Express the lines from the one containing "Can you spot the white" through the end of the material, inclusive, as a JSON list of strings with one string per line and blank lines omitted.

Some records
=-=-=
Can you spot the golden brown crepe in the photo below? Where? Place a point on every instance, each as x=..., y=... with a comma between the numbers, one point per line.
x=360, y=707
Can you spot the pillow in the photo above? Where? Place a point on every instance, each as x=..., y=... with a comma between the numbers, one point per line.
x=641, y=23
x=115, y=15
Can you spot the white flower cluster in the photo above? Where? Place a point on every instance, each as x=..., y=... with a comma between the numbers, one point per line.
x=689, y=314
=-=-=
Finished exercise >>
[
  "Can you spot the white flower cluster in the photo above? Where? Place a point on every instance, each as x=..., y=... with a comma between the numbers, one point per line.",
  "x=689, y=314"
]